>>>>>

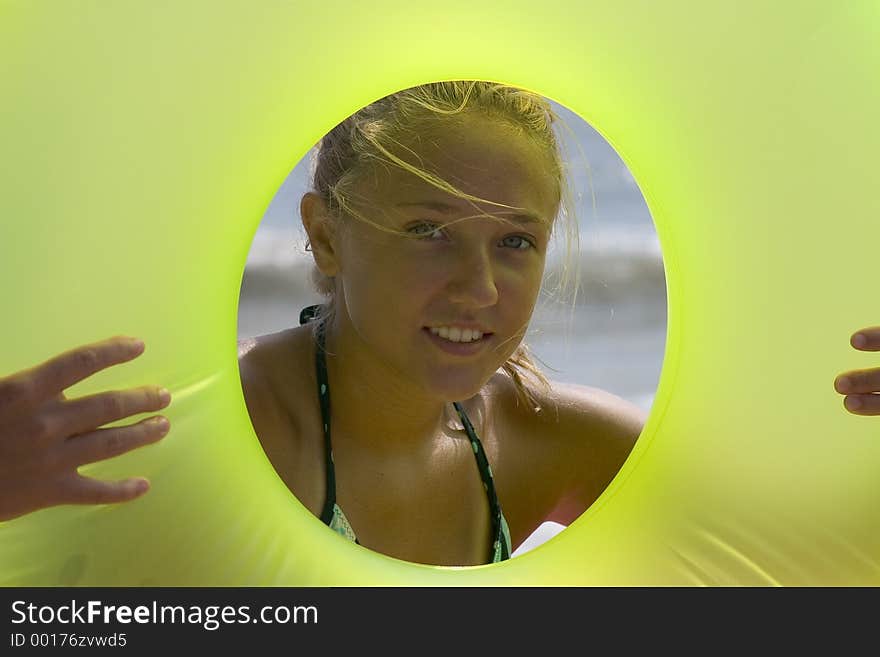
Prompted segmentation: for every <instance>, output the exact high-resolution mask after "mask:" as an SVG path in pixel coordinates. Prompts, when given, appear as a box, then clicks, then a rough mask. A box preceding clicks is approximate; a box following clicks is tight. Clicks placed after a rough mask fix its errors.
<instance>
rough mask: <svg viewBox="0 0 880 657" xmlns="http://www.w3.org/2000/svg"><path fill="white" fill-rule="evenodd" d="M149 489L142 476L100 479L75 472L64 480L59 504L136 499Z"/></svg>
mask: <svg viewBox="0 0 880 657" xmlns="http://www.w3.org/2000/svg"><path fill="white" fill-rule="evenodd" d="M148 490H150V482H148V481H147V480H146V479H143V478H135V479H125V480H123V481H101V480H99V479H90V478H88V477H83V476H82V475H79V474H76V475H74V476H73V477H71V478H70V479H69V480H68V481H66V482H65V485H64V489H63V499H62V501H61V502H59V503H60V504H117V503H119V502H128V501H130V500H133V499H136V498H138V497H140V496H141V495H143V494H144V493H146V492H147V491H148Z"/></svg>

<<<<<
>>>>>

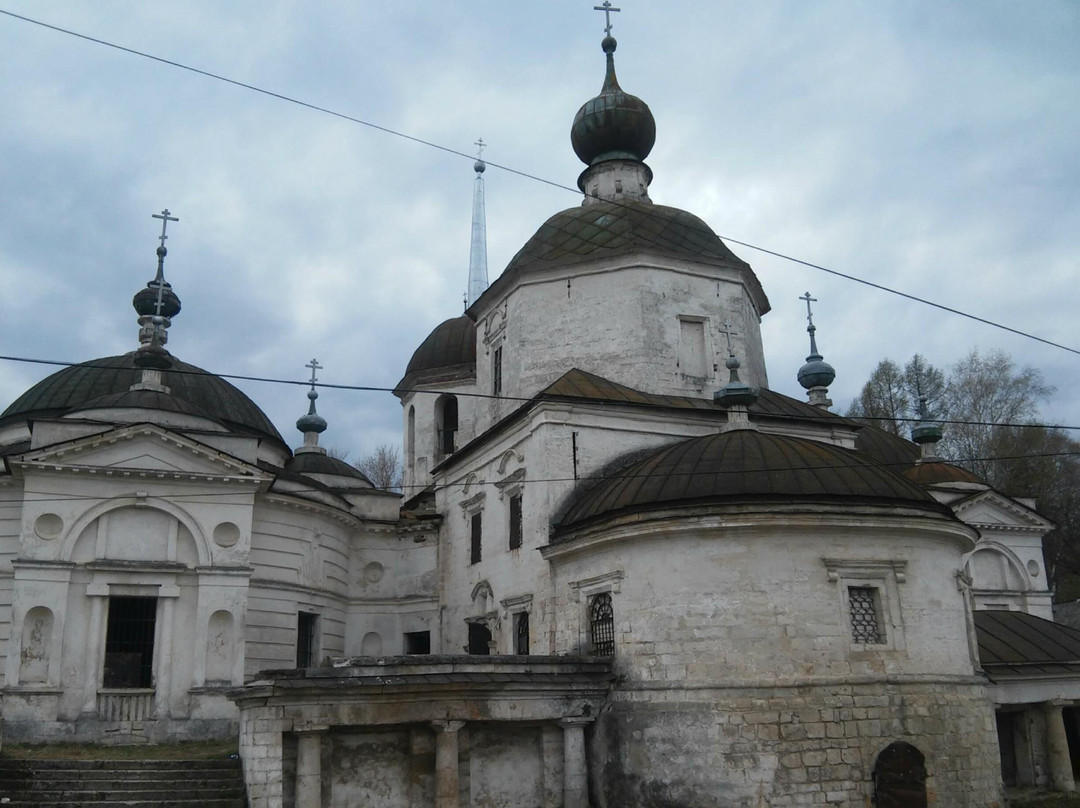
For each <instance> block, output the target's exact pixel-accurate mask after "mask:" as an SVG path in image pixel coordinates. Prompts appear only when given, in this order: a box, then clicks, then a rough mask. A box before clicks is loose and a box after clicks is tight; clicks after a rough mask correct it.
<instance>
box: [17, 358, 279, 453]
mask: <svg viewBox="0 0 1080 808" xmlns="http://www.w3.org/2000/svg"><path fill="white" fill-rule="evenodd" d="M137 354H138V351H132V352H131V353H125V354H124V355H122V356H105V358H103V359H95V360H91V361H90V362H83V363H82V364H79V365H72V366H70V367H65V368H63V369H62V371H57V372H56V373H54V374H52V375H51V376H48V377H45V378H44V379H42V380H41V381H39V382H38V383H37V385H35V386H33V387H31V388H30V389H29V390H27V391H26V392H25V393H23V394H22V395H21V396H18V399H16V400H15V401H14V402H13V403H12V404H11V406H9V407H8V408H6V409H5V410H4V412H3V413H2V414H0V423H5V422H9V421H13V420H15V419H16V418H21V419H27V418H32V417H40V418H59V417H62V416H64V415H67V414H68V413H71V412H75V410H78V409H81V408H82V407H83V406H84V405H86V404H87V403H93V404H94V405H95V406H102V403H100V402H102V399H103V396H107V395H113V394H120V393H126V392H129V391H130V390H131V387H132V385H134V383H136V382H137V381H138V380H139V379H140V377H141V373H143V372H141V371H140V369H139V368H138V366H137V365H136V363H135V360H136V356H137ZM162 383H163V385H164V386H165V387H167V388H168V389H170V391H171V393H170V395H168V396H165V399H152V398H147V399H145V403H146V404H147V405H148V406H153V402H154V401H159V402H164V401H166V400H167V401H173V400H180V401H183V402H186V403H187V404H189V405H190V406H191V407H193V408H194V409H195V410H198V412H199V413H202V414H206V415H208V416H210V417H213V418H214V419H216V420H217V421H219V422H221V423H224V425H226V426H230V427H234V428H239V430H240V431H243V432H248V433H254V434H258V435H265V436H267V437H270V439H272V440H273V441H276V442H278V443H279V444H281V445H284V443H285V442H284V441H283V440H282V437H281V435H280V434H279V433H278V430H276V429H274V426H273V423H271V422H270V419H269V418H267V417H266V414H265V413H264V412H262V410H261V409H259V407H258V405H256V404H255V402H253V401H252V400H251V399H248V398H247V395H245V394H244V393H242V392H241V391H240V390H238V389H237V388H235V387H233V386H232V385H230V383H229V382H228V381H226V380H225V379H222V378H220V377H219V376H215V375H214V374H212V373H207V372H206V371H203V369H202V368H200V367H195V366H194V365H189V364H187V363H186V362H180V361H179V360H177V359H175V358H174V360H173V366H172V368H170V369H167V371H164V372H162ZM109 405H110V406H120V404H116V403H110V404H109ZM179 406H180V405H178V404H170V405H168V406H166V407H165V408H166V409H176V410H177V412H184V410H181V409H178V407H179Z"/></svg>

<<<<<

Task details:
In the records above, locate each line with the word "instance". Copy all such lines.

Result for this exercise:
Prompted segmentation: for every <instance>, output the exact high-resolution mask after "mask:" as an SVG path in pixel coordinates. Prompts, when given, appear as a box, then clicks, then a rough mask. A box preceding clicks is approximate; a box following clicks is tight. Clicks placed after a rough mask fix its errors.
<instance>
For each <instance> block, output the target's exact pixel-accurate mask after "mask:" as an SVG path in image pixel coordinates. Prompts appear only when given, in this order: a box, then clicks, then a rough mask. A box before clicks is loose and a box after clicks is tight; clicks after a rough mask correct it.
<instance>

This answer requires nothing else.